> Opdracht:
Citeer de volledige tekst over boombast letterlijk.

> Brontekst:
☆ ☆ ☆ ☆
Boombast-ions (4-slot)

Wat? Is er nóg meer aan die kale stammen te beleven? Ja hoor, genoeg voor weken, maar niet op deze plek: dit is een laatste greep. Met als eerste prooi een gevalletje boomkanker (zie foto 1). Bij een beuk, al had het even goed een berk kunnen zijn. Geen echte kanker, maar een infectie die plaatselijk een fors gezwel veroorzaakt. En voor uitzaaiingen kan zorgen. Ook opvallend: de bast van de uit de Noord-Amerika stammende Robinia (foto 2), die van alle bomen in Nederland wel de grofste moet zijn. En de onregelmatigste. Met brede schorsrepen die over de stam zigzaggen, langs knoestige verdikkingen. Zo siérlijk als de roomwitte trossen vlinderbloemen en het fijne lichtgroene blad zijn, zo ruw is de stam die alles draagt. Onder die ruwe buitenkant zit overigens puik hardhout dat niet voor het betere tropische onderdoet. Na te zijn geïntroduceerd als sierboom - de oudste in Europa zou sinds 1579 bij Kasteel Doorwerth staan, maar andere menen dat vader en zoon Robin de eerste pas in 1601 plantten en wel in de tuin van het Louvre - wordt de Robinia dus nu ook gekweekt voor het hout. Wel jammer dat hij weigert een beetje recht te groeien...
☆ ☆ ☆ ☆
> Aangeleverde invoer:
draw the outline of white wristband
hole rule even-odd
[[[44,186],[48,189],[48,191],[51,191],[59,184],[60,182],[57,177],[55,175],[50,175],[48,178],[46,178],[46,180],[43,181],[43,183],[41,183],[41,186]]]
☆ ☆ ☆ ☆
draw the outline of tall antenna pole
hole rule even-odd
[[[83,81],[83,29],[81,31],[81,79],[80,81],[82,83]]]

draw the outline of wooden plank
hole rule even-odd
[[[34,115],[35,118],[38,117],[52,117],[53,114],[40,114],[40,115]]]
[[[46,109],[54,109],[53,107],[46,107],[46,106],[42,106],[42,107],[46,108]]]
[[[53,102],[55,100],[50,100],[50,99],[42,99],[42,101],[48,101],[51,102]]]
☆ ☆ ☆ ☆
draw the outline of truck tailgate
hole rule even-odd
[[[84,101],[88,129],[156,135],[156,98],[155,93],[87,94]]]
☆ ☆ ☆ ☆
> Uitwerking:
Boombast-ions (4-slot)

Wat? Is er nóg meer aan die kale stammen te beleven? Ja hoor, genoeg voor weken, maar niet op deze plek: dit is een laatste greep. Met als eerste prooi een gevalletje boomkanker (zie foto 1). Bij een beuk, al had het even goed een berk kunnen zijn. Geen echte kanker, maar een infectie die plaatselijk een fors gezwel veroorzaakt. En voor uitzaaiingen kan zorgen. Ook opvallend: de bast van de uit de Noord-Amerika stammende Robinia (foto 2), die van alle bomen in Nederland wel de grofste moet zijn. En de onregelmatigste. Met brede schorsrepen die over de stam zigzaggen, langs knoestige verdikkingen. Zo siérlijk als de roomwitte trossen vlinderbloemen en het fijne lichtgroene blad zijn, zo ruw is de stam die alles draagt. Onder die ruwe buitenkant zit overigens puik hardhout dat niet voor het betere tropische onderdoet. Na te zijn geïntroduceerd als sierboom - de oudste in Europa zou sinds 1579 bij Kasteel Doorwerth staan, maar andere menen dat vader en zoon Robin de eerste pas in 1601 plantten en wel in de tuin van het Louvre - wordt de Robinia dus nu ook gekweekt voor het hout. Wel jammer dat hij weigert een beetje recht te groeien...